| COMPLETE THE FOLLOWING |
• a. In the passage about Television Parts, rewrite the paragraph beginning "The show was a mix" as a short bulleted list that keeps its main facts.
• b. According to the passage about Television Parts, when did the series that followed the stand-alone special premiere?
• c. Echo everything in the passage about Television Parts from "The show was a" down to "Saturday Night Live.".

Michael Nesmith in Television Parts is a summer TV series run by NBC in 1985. It was a 30-minute comedy-variety series created by Michael Nesmith as a  continuation of his Grammy Award-winning video production Elephant Parts, and earlier series PopClips. The first episode was a stand-alone television special which aired on March 7, 1985. The following series premiered on June 14, 1985.

The show was a mix of music videos (by both Nesmith and others) mixed in with comedy sketches, commercial parodies, and general silliness. It was hosted by Nesmith himself, who also participated in many of the sketches. Television Parts also featured guest appearances by a number of comedians, including Martin Mull, Whoopi Goldberg, Jay Leno, Jerry Seinfeld, Bill Martin, The Funny Boys and Garry Shandling, whose appearance on the show was the seed for It's Garry Shandling's Show. One of the show's featured pieces, "Deep Thoughts by Jack Handey" was later picked up by Saturday Night Live.

| DATA SUPPLIED |
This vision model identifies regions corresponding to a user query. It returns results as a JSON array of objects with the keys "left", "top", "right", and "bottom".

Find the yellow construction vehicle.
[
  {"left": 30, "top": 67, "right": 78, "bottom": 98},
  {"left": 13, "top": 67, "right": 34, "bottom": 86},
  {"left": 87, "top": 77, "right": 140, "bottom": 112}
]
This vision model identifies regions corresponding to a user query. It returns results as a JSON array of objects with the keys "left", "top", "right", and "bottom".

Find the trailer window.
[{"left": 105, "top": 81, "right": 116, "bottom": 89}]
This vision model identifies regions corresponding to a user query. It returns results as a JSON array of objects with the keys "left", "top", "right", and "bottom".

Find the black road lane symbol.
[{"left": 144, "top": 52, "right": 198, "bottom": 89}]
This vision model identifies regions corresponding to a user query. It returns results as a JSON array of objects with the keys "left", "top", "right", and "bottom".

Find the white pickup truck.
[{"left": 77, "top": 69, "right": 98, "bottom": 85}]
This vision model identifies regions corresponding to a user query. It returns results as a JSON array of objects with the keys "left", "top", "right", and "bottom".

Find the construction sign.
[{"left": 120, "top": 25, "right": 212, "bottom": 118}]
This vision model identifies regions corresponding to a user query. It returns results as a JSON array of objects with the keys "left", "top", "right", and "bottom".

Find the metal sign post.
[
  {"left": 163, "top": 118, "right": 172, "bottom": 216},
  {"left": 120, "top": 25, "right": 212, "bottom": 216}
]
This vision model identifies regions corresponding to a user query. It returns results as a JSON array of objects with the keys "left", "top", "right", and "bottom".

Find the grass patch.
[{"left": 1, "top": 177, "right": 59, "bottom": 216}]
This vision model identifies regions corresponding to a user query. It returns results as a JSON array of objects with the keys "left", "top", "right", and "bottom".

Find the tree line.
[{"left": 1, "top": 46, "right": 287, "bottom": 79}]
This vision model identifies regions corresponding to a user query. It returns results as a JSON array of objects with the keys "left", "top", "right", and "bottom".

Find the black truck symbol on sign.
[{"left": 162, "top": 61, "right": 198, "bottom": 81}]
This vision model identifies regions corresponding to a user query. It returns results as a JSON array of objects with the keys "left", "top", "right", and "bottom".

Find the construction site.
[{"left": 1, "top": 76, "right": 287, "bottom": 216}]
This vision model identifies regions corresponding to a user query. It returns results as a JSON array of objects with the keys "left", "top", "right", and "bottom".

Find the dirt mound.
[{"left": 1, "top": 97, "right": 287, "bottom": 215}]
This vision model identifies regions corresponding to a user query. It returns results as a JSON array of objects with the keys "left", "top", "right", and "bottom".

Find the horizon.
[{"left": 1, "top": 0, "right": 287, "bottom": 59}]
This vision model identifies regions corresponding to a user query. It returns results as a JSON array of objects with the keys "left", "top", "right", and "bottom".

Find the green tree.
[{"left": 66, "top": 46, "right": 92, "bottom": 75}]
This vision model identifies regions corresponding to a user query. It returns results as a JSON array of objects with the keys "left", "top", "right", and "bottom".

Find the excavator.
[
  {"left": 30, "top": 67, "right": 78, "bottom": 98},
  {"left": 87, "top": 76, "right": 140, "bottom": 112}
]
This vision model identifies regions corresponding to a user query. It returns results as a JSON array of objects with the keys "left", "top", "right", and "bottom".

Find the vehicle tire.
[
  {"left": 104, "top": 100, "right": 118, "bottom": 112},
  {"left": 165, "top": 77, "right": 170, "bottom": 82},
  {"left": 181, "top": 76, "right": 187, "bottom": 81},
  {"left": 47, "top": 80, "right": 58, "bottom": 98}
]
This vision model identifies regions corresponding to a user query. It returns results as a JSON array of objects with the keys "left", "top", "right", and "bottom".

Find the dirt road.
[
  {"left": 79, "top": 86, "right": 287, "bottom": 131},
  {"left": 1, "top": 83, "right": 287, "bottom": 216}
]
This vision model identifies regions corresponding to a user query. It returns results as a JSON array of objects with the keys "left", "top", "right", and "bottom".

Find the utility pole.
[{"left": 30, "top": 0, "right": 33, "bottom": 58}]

| RESULTS OF THE TASKS |
• a.
- The show combined music videos by Nesmith and others with comedy sketches, commercial parodies, and general silliness.
- Nesmith hosted the show and took part in many of the sketches.
- Guest comedians included Martin Mull, Whoopi Goldberg, Jay Leno, Jerry Seinfeld, Bill Martin, The Funny Boys, and Garry Shandling.
- Shandling's appearance was the seed for It's Garry Shandling's Show.
- "Deep Thoughts by Jack Handey," one of the show's featured pieces, was later picked up by Saturday Night Live.

• b. June 14, 1985.

• c.
The show was a mix of music videos (by both Nesmith and others) mixed in with comedy sketches, commercial parodies, and general silliness. It was hosted by Nesmith himself, who also participated in many of the sketches. Television Parts also featured guest appearances by a number of comedians, including Martin Mull, Whoopi Goldberg, Jay Leno, Jerry Seinfeld, Bill Martin, The Funny Boys and Garry Shandling, whose appearance on the show was the seed for It's Garry Shandling's Show. One of the show's featured pieces, "Deep Thoughts by Jack Handey" was later picked up by Saturday Night Live.